# TASK DIRECTIONS:
Once the line containing "Task: set a point on the vertical" is found, copy it and each subsequent line exactly. Stop at the end of the records below.

# INPUT FOR THIS TASK:
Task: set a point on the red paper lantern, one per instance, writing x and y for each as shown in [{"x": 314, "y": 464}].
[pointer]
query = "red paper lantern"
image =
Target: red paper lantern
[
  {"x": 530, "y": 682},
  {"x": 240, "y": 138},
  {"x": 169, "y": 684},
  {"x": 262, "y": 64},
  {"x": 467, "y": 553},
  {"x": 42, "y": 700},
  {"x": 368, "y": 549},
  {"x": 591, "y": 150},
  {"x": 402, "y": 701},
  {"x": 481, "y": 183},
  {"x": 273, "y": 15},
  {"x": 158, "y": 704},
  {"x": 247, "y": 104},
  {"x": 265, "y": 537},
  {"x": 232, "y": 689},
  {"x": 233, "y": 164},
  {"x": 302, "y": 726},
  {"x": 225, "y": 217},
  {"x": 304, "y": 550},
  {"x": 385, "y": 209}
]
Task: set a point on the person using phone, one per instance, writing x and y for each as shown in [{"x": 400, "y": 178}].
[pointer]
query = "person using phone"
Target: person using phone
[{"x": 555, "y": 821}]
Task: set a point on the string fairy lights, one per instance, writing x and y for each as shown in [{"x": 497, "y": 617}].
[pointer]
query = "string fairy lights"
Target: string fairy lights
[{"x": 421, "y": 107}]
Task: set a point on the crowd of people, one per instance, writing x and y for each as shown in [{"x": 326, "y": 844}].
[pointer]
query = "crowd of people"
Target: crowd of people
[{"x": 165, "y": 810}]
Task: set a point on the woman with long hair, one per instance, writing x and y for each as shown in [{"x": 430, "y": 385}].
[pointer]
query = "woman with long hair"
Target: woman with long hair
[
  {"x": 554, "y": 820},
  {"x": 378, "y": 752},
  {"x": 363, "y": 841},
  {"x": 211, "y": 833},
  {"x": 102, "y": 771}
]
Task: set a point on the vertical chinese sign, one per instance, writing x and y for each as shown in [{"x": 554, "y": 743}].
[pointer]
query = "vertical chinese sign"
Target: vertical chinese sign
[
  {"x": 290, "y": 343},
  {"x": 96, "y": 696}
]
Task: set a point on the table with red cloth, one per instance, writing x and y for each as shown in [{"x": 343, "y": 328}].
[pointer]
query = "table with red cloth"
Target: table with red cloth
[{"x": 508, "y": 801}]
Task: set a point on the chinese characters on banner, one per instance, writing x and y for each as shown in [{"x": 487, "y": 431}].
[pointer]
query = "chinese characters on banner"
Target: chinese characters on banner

# EXERCISE OUTPUT:
Task: set a point on the vertical chinese sign, one per instance, writing x and y for each as shown in [{"x": 554, "y": 743}].
[pointer]
query = "vertical chinese sign"
Target: vertical chinese sign
[
  {"x": 290, "y": 343},
  {"x": 96, "y": 696}
]
Task: set a point on the table with red cloth, one per instance, writing x and y for each as shown in [{"x": 343, "y": 328}].
[pointer]
query = "table with red cloth"
Target: table with red cloth
[{"x": 508, "y": 801}]
Task: set a point on the chinese characters on banner, one per instance, writing x and y for each as shown in [{"x": 487, "y": 431}].
[pointer]
query = "chinese characters on banner"
Target: chinese characters on banner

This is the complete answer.